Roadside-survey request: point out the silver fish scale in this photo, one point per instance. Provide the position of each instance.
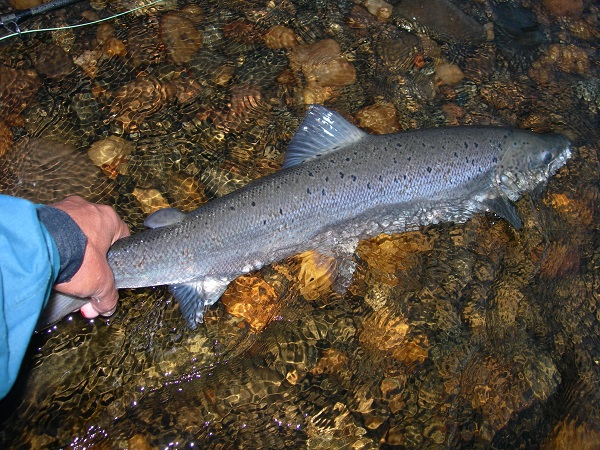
(340, 185)
(396, 181)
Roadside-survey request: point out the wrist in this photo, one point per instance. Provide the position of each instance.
(68, 237)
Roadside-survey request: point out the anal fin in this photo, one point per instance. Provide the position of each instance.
(196, 296)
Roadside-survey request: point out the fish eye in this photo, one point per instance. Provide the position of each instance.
(546, 157)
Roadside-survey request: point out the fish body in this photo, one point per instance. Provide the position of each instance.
(338, 185)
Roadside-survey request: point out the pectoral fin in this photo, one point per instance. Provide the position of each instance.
(505, 209)
(196, 296)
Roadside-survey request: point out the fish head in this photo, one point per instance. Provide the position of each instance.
(529, 160)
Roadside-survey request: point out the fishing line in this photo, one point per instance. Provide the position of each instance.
(19, 32)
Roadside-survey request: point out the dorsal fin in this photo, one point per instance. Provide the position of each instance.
(321, 131)
(164, 217)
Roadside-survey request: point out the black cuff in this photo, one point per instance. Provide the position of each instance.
(69, 240)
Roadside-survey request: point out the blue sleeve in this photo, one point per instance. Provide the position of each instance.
(29, 266)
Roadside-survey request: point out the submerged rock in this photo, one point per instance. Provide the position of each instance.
(443, 19)
(46, 171)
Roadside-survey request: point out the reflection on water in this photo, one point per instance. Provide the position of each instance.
(453, 336)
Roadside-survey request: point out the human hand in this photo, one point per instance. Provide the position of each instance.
(94, 279)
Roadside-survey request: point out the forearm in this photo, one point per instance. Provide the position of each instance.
(29, 266)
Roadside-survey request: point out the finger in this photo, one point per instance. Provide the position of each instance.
(88, 311)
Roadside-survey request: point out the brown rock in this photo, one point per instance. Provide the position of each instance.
(110, 155)
(448, 74)
(569, 8)
(25, 4)
(253, 299)
(180, 37)
(280, 37)
(381, 118)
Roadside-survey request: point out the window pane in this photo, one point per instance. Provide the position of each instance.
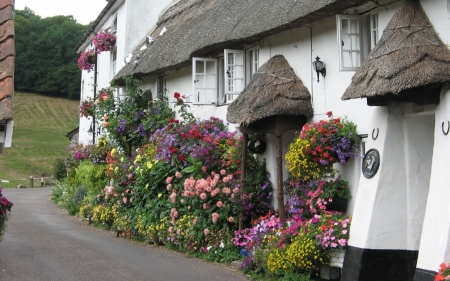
(199, 67)
(210, 67)
(210, 81)
(354, 42)
(355, 59)
(210, 96)
(238, 72)
(200, 81)
(200, 95)
(346, 42)
(239, 59)
(354, 26)
(345, 28)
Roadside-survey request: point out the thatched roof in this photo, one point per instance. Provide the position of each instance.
(93, 26)
(200, 27)
(409, 55)
(275, 89)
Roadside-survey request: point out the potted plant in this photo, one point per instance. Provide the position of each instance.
(104, 40)
(87, 108)
(321, 144)
(329, 195)
(87, 60)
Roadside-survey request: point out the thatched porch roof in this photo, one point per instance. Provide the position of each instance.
(201, 28)
(409, 55)
(274, 90)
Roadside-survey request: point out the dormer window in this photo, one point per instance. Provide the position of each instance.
(113, 26)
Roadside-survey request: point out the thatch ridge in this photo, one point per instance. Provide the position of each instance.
(275, 89)
(199, 28)
(409, 55)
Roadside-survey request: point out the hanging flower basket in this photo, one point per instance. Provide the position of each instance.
(87, 60)
(104, 40)
(87, 108)
(321, 144)
(92, 59)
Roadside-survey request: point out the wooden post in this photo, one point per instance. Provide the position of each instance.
(243, 175)
(280, 191)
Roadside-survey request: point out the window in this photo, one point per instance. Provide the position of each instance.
(234, 71)
(374, 30)
(254, 61)
(160, 87)
(113, 62)
(349, 41)
(219, 80)
(113, 25)
(205, 80)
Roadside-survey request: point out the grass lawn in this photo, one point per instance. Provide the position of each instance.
(40, 126)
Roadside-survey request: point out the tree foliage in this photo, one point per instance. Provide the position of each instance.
(46, 59)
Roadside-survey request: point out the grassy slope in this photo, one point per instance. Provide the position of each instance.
(40, 126)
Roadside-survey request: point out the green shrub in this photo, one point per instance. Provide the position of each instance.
(92, 177)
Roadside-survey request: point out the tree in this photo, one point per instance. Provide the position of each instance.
(45, 54)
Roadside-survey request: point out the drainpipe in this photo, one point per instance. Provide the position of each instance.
(95, 90)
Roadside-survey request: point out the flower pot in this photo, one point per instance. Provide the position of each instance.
(92, 59)
(337, 258)
(338, 205)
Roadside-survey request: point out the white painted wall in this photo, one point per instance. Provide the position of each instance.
(435, 240)
(135, 19)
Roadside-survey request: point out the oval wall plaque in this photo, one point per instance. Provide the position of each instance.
(371, 162)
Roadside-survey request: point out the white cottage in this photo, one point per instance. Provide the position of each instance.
(130, 21)
(209, 50)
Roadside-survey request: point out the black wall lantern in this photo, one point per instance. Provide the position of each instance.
(319, 67)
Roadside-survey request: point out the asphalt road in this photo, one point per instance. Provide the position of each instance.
(43, 242)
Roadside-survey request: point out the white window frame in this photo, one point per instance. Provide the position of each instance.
(113, 62)
(353, 49)
(231, 67)
(252, 63)
(374, 31)
(201, 84)
(160, 86)
(113, 25)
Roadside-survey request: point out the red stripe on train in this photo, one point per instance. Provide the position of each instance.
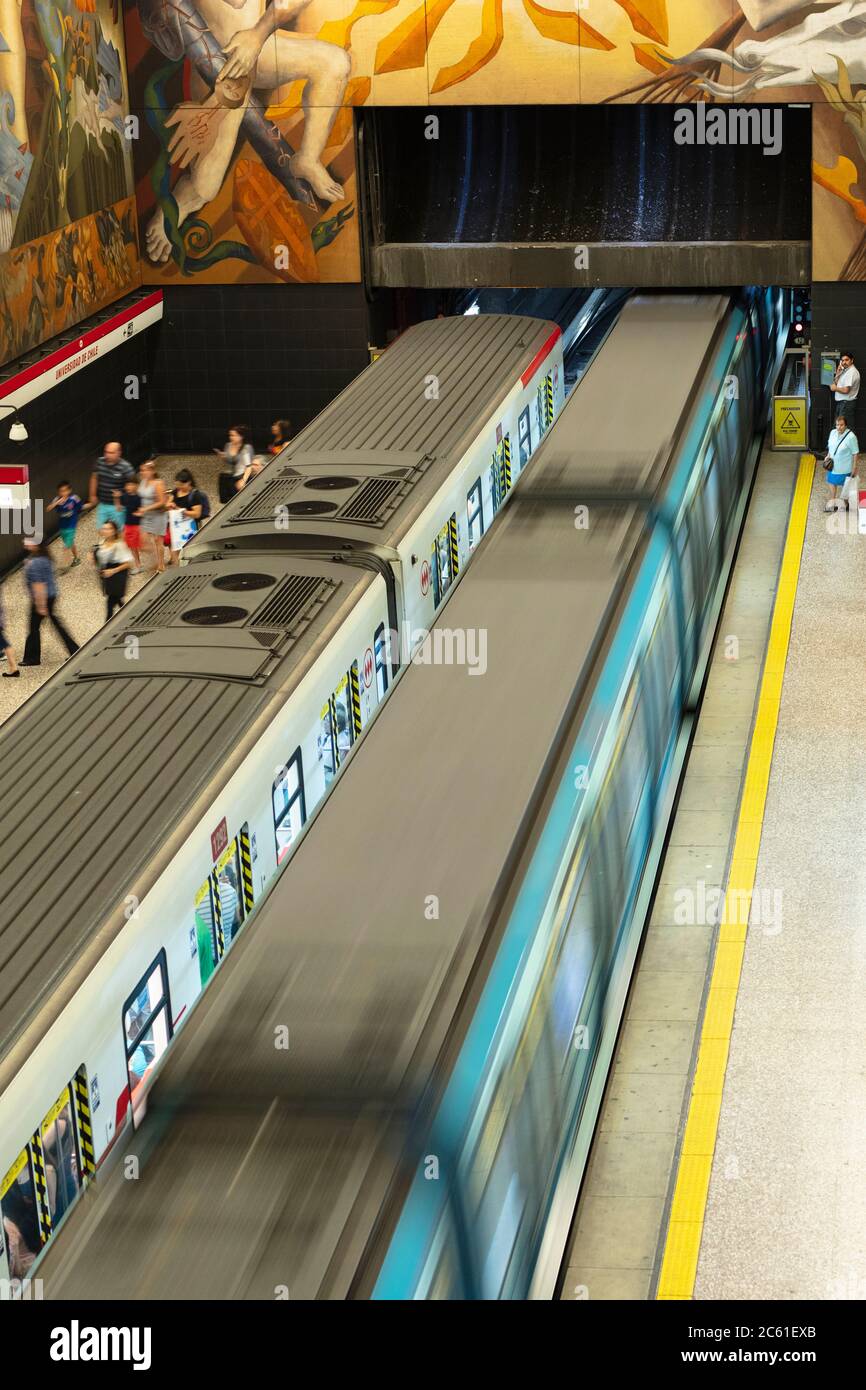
(540, 356)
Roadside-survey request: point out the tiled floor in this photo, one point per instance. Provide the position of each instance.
(81, 605)
(786, 1214)
(620, 1221)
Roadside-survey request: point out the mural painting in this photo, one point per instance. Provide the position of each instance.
(67, 213)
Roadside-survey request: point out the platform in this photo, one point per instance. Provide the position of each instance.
(640, 1218)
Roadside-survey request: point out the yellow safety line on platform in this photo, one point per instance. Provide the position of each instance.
(685, 1221)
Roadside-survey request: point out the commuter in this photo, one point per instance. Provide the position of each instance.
(193, 503)
(6, 647)
(845, 388)
(238, 458)
(42, 585)
(21, 1225)
(132, 530)
(106, 485)
(68, 508)
(113, 559)
(280, 435)
(152, 513)
(841, 453)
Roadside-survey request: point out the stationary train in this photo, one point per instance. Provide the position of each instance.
(167, 772)
(391, 1087)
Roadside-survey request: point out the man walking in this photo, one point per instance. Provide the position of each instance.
(845, 388)
(107, 485)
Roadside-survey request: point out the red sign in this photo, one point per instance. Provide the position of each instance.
(218, 840)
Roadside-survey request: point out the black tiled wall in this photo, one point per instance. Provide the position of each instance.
(249, 355)
(838, 324)
(68, 426)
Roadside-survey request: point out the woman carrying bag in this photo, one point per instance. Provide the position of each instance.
(238, 462)
(843, 449)
(113, 559)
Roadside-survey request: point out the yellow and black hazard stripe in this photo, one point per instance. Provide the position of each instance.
(506, 464)
(218, 916)
(356, 701)
(82, 1116)
(246, 868)
(42, 1191)
(452, 545)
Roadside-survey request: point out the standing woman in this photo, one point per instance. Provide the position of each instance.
(113, 559)
(42, 585)
(281, 435)
(238, 460)
(152, 514)
(843, 449)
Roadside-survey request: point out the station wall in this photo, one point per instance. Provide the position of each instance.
(67, 211)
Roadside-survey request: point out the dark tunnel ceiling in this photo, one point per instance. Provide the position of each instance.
(584, 174)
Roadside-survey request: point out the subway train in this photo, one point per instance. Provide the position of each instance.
(391, 1089)
(167, 770)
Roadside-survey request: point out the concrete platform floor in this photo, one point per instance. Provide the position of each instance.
(786, 1214)
(620, 1221)
(81, 605)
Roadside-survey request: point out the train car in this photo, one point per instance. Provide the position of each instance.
(392, 1096)
(202, 727)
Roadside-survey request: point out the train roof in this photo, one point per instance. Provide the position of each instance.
(107, 758)
(364, 469)
(274, 1162)
(617, 435)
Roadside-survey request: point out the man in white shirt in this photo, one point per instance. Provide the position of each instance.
(845, 388)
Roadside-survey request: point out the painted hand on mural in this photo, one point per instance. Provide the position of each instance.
(242, 53)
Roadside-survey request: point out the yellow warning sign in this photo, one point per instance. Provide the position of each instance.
(790, 423)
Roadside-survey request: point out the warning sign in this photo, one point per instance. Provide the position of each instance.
(790, 423)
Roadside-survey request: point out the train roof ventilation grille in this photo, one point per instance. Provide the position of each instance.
(267, 499)
(373, 502)
(293, 601)
(174, 598)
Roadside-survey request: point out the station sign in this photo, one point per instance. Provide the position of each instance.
(790, 424)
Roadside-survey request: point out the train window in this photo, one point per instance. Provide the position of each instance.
(524, 437)
(146, 1023)
(22, 1223)
(335, 733)
(380, 647)
(474, 514)
(289, 806)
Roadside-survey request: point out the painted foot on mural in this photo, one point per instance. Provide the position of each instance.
(317, 177)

Instruction: Copy out the lines starting at the one containing "Roadside-survey request: point out the painted hand" and ending with the last line of the entries. Include nothing else.

Written solution:
Roadside-survey request: point out the painted hand on mural in this photo, one point per instance. Provide the position of each instance.
(242, 53)
Roadside-survey request: point out the yellow warning sign in this photo, one point per instance. Provide the position of each instance.
(790, 423)
Roadside-survey request: point out the warning sign in this photo, one point per instance. Provide the position of each instance.
(790, 423)
Roadside-survey request: point out the train roof ventilation grille in this photo, one point per instance. Provide the position of each instance.
(267, 499)
(373, 502)
(293, 601)
(174, 598)
Roadside-survey request: point out the station sign in this photo, one point per instance. Provide the position of each instance.
(790, 424)
Roadside-survey request: point out the train window in this photo, one point per instance. Provide the position of each instance.
(524, 437)
(146, 1023)
(22, 1223)
(335, 733)
(380, 647)
(474, 514)
(289, 806)
Roadside-survey request: point out the painted foot on mural in this photo, one point per instance. Provide the position of each instance.
(317, 177)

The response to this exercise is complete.